If this works then according to the formula, the correct pn for two sentences that are identical to our earlier example should be 
$(3 + 3)/(6 + 6) = .5$ still. 

In [224]:
test = 'The cat the cat the cat. The cat the cat the cat.'
refs = [['The cat is on the mat.', 'There is a cat on the mat'], ['The cat is on the mat.', 'There is a cat on the mat']]
pn(test, refs, 1)

0.5

And the following example should yield (2 + 3) / (7 + 6)



In [82]:
test = 'The the the the the the the. The cat the cat the cat.'
refs = [['The cat is on the mat.', 'There is a cat on the mat'], ['The cat is on the mat.', 'There is a cat on the mat']]
pn(test, refs, 1)[0]

0.38461538461538464

In [83]:
5/13

0.38461538461538464

Smashing, now we can implement the brevity penalty. 

## Brevity Penalty

We just need to calculate the length of the translation and for each sentence find the reference that's closest in length. 

In [319]:
# returns brevity penalty

### translation: list of all the words in a translation
### refs: list of lists containing all words in a reference translation
def brevity_penalty(translation, refs):
  c = 0 
  r = 0
  sentences = translation.split('.')

# # # # #

* [THE REQUEST] Can you pull out the stretch of the BLEU scoring excerpt from "## Brevity Penalty" through "sentences = translation.split('.')", word for word?

* [INFORMATION PROVIDED]
# # # # #

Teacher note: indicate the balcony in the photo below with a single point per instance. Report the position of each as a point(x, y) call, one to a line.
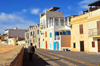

# # # # #

* [SOLUTION TO THE EXERCISE]
## Brevity Penalty

We just need to calculate the length of the translation and for each sentence find the reference that's closest in length. 

In [319]:
# returns brevity penalty

### translation: list of all the words in a translation
### refs: list of lists containing all words in a reference translation
def brevity_penalty(translation, refs):
  c = 0 
  r = 0
  sentences = translation.split('.')